#### EXERCISE DESCRIPTION:
Write out the material below, from the line with "Look at the" to the line with "box: [85, 99, 101, 118]", as a JSON list of strings with one string per line. Leave out blank lines.

[Source data]
Segment Open
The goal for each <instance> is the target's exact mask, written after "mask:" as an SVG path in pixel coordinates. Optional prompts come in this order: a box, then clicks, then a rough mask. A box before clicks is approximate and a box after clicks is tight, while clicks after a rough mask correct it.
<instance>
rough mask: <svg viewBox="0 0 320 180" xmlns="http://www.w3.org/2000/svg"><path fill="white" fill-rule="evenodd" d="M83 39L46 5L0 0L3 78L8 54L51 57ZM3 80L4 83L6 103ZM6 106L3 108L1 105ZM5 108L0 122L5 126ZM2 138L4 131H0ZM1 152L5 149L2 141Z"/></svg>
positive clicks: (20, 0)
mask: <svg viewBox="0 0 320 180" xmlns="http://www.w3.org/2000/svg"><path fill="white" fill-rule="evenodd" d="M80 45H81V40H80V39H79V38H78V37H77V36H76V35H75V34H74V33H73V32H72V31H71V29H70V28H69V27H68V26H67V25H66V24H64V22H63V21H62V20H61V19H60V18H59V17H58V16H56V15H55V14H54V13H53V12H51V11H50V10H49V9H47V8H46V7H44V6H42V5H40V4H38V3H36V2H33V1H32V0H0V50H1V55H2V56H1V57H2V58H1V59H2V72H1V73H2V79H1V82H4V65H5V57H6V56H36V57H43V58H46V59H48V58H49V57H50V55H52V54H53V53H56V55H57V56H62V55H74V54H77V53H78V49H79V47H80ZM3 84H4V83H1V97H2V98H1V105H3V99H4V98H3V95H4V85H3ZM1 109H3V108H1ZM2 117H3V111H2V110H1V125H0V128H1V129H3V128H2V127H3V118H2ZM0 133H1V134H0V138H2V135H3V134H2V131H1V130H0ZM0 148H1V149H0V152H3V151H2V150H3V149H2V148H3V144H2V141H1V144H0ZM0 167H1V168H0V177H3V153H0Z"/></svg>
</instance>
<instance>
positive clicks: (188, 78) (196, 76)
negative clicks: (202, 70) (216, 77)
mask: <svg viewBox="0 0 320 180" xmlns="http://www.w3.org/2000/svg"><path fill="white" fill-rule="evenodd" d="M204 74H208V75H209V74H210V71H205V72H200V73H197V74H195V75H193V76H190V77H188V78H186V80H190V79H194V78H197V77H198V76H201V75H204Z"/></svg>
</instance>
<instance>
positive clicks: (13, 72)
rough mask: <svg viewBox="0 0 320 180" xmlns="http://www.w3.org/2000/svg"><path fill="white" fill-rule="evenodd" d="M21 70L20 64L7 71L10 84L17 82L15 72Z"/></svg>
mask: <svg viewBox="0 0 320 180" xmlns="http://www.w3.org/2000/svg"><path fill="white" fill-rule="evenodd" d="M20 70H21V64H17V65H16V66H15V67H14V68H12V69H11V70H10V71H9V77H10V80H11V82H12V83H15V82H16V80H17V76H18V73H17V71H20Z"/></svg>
Segment Closed
Segment Open
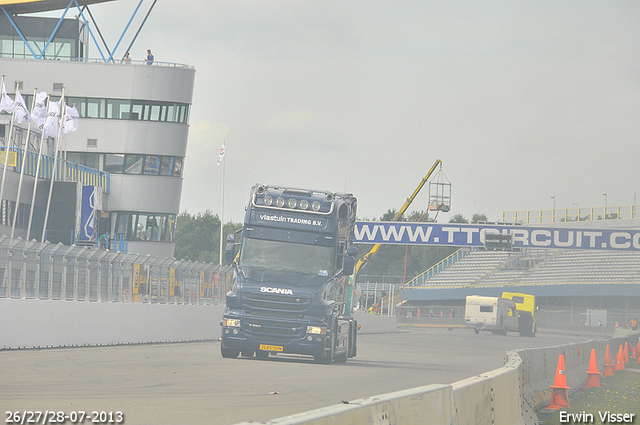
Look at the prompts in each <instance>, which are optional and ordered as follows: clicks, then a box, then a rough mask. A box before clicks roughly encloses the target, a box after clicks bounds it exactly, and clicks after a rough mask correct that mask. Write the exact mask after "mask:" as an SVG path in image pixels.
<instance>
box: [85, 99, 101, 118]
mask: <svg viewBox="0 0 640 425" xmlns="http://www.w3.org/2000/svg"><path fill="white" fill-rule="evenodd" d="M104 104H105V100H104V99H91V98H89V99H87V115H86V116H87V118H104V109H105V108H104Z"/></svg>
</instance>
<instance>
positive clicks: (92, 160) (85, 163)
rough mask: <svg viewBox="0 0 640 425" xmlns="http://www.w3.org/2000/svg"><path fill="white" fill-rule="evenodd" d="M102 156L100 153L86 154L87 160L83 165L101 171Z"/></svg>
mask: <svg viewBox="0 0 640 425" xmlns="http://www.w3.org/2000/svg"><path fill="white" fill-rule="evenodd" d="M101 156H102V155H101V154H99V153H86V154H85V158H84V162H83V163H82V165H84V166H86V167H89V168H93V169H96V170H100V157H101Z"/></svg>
Segment Closed
#### ANSWER SPACE:
[
  "Look at the prompts in each <instance>, which are optional and ordered as follows: clicks, then a box, then a rough mask. A box before clicks roughly encloses the target, a box after clicks bounds it exactly, and clicks after a rough mask correct that mask. Write the exact mask after \"mask:\" as an SVG path in image pixels.",
  "<instance>",
  "box: [85, 99, 101, 118]"
]